[TEXT PROVIDED]

..........

Saturday, March 31, 2012

We Bury the Landscape - Kristine Ong Muslim



Some roses disguise themselves as roses; they want to be misunderstood. Some roses covet what other flowers have. Some roses wither as soon as you say their name.  
-from Some Roses and Their Phantoms (after Dorothea Tanning's Some Roses and their Phantoms, 1952), in We Bury the Landscape


Kristine Ong Muslim's We Bury the Landscape (Queen's Ferry Press, April 2012) is a gallery walk through a modern art collection; an immersion in surrealist whimsy; a fantastical, surprising, Mary Poppins-journey deep into the interior of a sidewalk painting - and popped - just as quickly - right out again.

The tiny stories in We Bury the Landscape are inspired by selected works from artists such as Julie Heffernan, Otto Rapp, Joan Miro, Rene Magritte, Vladimir Kush, Odilon Redon, Salvador Dali, and many others. Discovering the art was, for me, part of the great joy of reading. Throughout the opening half of the book, and particularly with artists or paintings that were unfamiliar, I couldn't help but google each inspiring work as I read. (Muslim has since helpfully compiled links to all the paintings on her blog.)

Muslim not only has an eye for seeing in the art some of the details an average observer might miss, but also the skill to craft charming stories that can stand alone in their own right. Above all, her imagination is stunning: In these stories, she takes us absolutely everywhere, from the minds of crumpled roses on a table, to an ill-fated hike on a trail, to the inner life of a misunderstood spider-boy, to a girl-sphinx, to a world in peril, and beyond.

..........

[TO BE DONE]
• a. List every visual artist named in the book review.
• b. Transcribe the book review word for word, starting at "Kristine Ong Muslim's" and ending at "right out again.".

[SUPPLIED INFORMATION]

..........

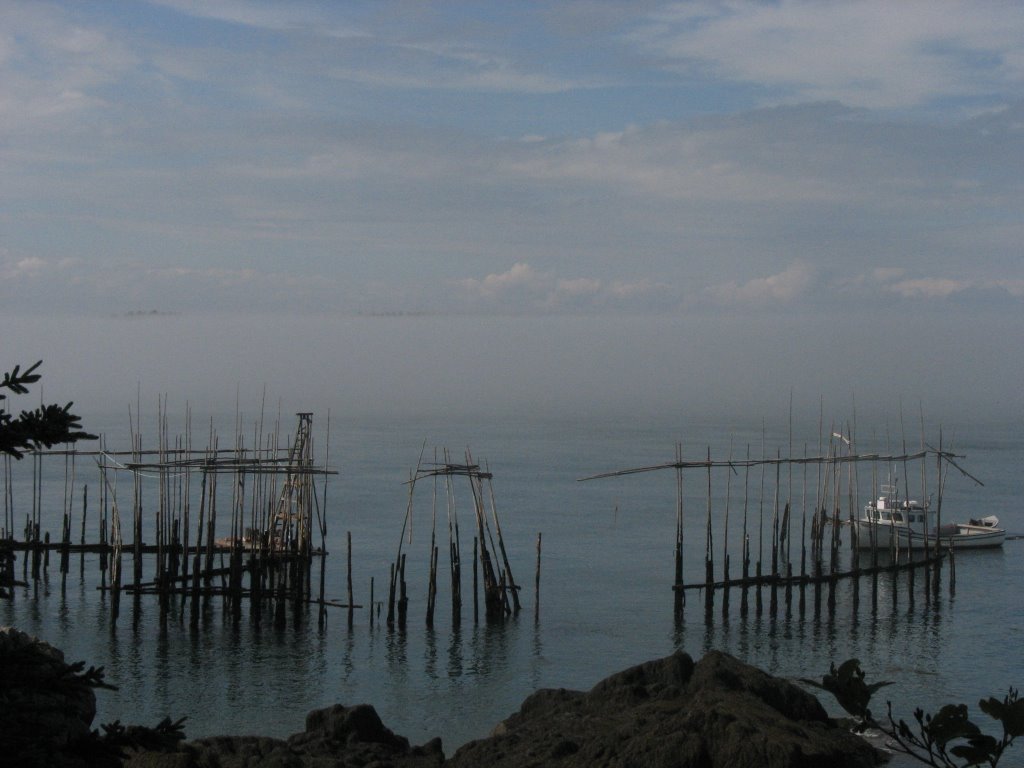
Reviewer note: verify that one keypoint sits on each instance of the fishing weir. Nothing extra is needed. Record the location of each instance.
(501, 594)
(182, 496)
(797, 534)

..........

[ANSWERS FOR THE TASKS]
• a. Dorothea Tanning, Julie Heffernan, Otto Rapp, Joan Miro, Rene Magritte, Vladimir Kush, Odilon Redon, Salvador Dali

• b.
Kristine Ong Muslim's We Bury the Landscape (Queen's Ferry Press, April 2012) is a gallery walk through a modern art collection; an immersion in surrealist whimsy; a fantastical, surprising, Mary Poppins-journey deep into the interior of a sidewalk painting - and popped - just as quickly - right out again.